• _PROBLEM DESCRIPTION_:
Extract every line of the records that contains the string "tiled", treating uppercase and lowercase as different.

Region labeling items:
########################################

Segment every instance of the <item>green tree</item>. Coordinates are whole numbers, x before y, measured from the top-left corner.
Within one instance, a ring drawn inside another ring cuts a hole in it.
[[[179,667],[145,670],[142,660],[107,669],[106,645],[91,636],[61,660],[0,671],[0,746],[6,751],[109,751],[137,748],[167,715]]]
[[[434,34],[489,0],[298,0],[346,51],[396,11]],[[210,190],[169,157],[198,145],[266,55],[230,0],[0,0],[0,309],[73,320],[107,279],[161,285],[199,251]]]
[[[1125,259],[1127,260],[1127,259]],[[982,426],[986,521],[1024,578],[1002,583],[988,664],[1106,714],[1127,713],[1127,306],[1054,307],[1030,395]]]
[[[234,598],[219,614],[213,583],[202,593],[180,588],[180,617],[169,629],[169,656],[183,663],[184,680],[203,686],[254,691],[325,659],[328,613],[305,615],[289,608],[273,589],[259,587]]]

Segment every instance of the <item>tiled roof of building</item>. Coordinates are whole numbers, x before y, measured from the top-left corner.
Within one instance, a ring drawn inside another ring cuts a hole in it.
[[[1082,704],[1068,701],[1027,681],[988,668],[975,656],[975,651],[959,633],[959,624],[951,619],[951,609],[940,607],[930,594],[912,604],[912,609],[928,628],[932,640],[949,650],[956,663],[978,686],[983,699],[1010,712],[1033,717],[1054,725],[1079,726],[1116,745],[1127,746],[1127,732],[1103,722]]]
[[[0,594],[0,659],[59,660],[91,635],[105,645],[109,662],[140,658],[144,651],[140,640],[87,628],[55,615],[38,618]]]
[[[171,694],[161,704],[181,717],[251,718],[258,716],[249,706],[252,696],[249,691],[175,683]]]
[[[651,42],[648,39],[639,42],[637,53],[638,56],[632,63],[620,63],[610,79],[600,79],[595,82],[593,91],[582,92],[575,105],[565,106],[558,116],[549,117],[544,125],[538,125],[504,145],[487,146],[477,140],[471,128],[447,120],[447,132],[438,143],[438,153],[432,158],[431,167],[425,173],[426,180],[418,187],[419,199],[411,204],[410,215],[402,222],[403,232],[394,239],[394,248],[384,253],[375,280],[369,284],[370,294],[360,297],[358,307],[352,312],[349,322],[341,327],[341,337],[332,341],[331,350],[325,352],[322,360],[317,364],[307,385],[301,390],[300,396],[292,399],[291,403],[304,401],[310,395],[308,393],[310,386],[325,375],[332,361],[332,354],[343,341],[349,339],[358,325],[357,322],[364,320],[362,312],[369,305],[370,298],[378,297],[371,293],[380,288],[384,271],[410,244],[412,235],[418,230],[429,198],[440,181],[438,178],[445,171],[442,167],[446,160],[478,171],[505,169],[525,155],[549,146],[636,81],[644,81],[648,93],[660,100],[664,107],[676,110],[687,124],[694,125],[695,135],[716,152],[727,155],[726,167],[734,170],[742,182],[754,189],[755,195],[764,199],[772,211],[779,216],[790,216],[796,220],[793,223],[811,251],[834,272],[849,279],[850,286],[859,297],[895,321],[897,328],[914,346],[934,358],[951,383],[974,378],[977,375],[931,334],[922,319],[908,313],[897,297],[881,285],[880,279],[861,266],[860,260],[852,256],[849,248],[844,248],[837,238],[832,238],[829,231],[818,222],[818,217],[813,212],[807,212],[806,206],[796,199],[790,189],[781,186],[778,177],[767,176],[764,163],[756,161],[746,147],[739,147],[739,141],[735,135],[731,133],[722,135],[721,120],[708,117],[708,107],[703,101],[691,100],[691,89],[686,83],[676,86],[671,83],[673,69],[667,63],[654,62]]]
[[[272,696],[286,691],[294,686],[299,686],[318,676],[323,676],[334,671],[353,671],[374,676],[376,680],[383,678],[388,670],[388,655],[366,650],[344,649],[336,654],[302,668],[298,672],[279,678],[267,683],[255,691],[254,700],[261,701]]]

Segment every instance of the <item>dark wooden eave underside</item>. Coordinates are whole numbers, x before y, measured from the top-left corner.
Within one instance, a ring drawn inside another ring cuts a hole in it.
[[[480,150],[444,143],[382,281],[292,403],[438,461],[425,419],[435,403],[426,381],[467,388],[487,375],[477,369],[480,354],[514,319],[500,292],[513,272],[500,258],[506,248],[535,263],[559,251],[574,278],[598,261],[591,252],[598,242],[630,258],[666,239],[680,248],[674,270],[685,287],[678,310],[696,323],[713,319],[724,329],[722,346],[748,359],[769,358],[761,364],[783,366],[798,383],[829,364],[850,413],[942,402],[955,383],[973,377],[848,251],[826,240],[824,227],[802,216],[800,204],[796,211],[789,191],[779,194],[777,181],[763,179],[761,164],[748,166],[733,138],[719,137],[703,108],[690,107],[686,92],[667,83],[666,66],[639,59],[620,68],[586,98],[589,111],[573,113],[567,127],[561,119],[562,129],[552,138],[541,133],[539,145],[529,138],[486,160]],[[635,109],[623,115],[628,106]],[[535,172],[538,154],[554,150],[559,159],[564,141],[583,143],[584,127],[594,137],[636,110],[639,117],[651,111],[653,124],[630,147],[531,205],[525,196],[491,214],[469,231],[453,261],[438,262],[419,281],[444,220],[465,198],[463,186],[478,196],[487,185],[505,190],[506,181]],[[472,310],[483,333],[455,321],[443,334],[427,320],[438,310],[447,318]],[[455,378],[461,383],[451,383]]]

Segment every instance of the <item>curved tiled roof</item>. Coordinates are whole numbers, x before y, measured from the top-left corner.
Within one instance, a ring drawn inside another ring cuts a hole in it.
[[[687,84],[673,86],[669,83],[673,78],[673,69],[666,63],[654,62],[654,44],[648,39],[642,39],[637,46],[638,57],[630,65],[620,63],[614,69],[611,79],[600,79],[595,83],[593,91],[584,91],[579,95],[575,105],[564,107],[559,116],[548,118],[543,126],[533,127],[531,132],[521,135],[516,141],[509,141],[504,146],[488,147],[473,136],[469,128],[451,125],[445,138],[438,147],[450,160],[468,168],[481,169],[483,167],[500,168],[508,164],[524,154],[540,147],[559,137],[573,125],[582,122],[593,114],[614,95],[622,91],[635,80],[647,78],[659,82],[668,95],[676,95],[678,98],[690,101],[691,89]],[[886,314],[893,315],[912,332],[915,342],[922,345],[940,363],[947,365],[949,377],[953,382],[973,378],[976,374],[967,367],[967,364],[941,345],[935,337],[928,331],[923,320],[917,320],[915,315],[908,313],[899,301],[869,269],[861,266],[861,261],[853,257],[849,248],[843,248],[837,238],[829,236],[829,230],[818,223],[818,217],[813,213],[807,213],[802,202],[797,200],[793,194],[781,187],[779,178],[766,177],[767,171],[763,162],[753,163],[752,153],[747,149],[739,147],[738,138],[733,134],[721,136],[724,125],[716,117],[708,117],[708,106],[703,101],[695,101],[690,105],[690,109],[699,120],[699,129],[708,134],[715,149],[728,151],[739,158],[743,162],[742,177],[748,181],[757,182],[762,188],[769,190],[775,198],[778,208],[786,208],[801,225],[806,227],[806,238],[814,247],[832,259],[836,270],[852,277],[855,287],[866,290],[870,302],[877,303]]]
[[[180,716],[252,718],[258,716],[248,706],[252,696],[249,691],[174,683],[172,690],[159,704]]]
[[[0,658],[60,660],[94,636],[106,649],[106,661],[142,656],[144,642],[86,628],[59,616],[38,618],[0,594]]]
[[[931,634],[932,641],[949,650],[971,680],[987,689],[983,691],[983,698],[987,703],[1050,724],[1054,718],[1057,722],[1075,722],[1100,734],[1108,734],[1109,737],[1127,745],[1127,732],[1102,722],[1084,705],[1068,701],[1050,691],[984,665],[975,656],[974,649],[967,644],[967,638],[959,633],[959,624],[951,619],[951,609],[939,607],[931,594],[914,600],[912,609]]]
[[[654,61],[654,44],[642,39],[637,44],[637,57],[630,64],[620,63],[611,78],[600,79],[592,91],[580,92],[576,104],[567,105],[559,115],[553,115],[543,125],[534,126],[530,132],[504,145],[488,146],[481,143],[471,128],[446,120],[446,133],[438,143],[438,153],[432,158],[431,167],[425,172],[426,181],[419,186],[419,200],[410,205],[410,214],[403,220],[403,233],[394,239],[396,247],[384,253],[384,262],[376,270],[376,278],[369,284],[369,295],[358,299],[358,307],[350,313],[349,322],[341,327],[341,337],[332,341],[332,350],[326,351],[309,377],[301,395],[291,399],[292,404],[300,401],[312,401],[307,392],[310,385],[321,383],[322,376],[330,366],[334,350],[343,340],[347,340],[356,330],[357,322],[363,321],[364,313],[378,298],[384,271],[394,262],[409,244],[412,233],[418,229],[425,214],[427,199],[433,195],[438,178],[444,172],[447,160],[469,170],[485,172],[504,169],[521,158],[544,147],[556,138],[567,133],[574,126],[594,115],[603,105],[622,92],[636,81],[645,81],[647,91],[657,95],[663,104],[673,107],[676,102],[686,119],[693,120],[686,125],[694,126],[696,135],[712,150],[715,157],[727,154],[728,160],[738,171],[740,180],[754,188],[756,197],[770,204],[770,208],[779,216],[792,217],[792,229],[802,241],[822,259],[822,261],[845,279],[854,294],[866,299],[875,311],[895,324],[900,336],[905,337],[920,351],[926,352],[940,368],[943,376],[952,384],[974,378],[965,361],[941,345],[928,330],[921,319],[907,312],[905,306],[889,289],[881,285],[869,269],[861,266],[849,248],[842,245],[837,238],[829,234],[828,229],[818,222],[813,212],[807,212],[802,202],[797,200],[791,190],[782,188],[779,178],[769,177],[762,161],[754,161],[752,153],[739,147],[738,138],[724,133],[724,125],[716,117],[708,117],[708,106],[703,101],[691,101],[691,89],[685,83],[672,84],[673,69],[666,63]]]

########################################

• _ANSWER FOR THIS EXERCISE_:
Segment every instance of the <item>tiled roof of building</item>. Coordinates are whole numbers, x before y, measured from the top-left corner.
Segment every instance of the <item>curved tiled roof</item>. Coordinates are whole numbers, x before y, measured from the top-left corner.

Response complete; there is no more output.